§ **Texto**

No entanto, mesmo se levarmos em conta o crescimento vertiginoso dos votos de ultra-direita obtidos por Marine Le Pen no primeiro turno, pode-se dizer também que a maioria, na França, rejeitou o discurso inspirado em certa eugenia, afinado com um tom negacionista, do ex-presidente Sarkozy. A França ainda não sabe por onde ir, mas hoje declarou que sabe bem por onde não quer ir.

Hoje, 06 de maio de 2012, a França declara não querer ser dividida, intolerante, xenófoba. E afirma também que não aceita corroborar a disputa por espaços no mercado de trabalho contra os estrangeiros que buscam abrigo no país da Revolução Francesa. Pedaço da história, aliás, que pode ser descrito por cidadão de qualquer origem que tenha passado pelos bancos escolares na França. E não por acaso também esteve, com leituras diferentes, presente nos discursos. Para os franceses, o conhecimento é prioridade e, mais ainda, é imprescindível dominar o conteúdo histórico mais fortemente inserido na cultura francesa.

§ **Informações apresentadas**
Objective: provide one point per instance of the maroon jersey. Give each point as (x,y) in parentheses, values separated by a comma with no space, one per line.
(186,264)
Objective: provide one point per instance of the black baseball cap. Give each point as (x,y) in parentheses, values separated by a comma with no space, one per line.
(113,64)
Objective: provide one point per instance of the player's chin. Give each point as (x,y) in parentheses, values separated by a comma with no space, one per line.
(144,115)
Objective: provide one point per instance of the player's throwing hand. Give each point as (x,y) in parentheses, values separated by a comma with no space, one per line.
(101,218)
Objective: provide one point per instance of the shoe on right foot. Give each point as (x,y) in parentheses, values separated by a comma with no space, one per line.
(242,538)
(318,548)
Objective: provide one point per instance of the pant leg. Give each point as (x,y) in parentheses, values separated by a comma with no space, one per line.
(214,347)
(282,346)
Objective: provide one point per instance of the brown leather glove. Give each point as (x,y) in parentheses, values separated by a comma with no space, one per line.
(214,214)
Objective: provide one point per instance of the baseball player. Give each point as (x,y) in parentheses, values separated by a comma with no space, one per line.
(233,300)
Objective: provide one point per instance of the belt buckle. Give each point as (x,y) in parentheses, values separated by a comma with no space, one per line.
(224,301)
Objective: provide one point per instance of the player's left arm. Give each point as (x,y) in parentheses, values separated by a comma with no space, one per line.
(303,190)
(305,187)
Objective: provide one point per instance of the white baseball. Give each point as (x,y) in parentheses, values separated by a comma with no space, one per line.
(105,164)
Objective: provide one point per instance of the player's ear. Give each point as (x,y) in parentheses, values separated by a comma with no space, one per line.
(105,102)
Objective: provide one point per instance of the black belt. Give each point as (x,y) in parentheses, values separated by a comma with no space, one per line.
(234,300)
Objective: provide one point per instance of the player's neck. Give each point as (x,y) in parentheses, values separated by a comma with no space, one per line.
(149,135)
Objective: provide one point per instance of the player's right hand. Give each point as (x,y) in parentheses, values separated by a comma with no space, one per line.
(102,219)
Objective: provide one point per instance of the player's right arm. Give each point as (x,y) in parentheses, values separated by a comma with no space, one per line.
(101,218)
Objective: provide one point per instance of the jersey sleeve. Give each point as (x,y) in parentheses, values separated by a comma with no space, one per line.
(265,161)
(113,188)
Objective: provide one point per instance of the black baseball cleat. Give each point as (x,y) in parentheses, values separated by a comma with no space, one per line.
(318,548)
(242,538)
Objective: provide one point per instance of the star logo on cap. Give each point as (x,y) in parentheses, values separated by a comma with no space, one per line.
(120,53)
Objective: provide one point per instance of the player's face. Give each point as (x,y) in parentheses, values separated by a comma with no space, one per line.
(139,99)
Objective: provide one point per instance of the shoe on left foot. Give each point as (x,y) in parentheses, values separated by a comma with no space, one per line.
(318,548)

§ **Tarefas**
1. Reescreva de forma mais breve o parágrafo do texto sobre a eleição na França que começa com "No entanto, mesmo se levarmos em conta", mantendo seus fatos principais.
2. Reproduza sem alterações o trecho do texto sobre a eleição na França que começa em "No entanto, mesmo" e termina em "por onde não quer ir.".
3. Segundo o texto sobre a eleição na França, em que data a França declara não querer ser dividida, intolerante e xenófoba?

§ **Soluções do exercício**
1. Apesar do forte crescimento dos votos de ultradireita de Marine Le Pen no primeiro turno, a maioria dos franceses rejeitou o discurso do ex-presidente Sarkozy, inspirado em certa eugenia e de tom negacionista. A França ainda não sabe que caminho seguir, mas hoje declarou que sabe bem por onde não quer ir.

2.
No entanto, mesmo se levarmos em conta o crescimento vertiginoso dos votos de ultra-direita obtidos por Marine Le Pen no primeiro turno, pode-se dizer também que a maioria, na França, rejeitou o discurso inspirado em certa eugenia, afinado com um tom negacionista, do ex-presidente Sarkozy. A França ainda não sabe por onde ir, mas hoje declarou que sabe bem por onde não quer ir.

3. Em 6 de maio de 2012.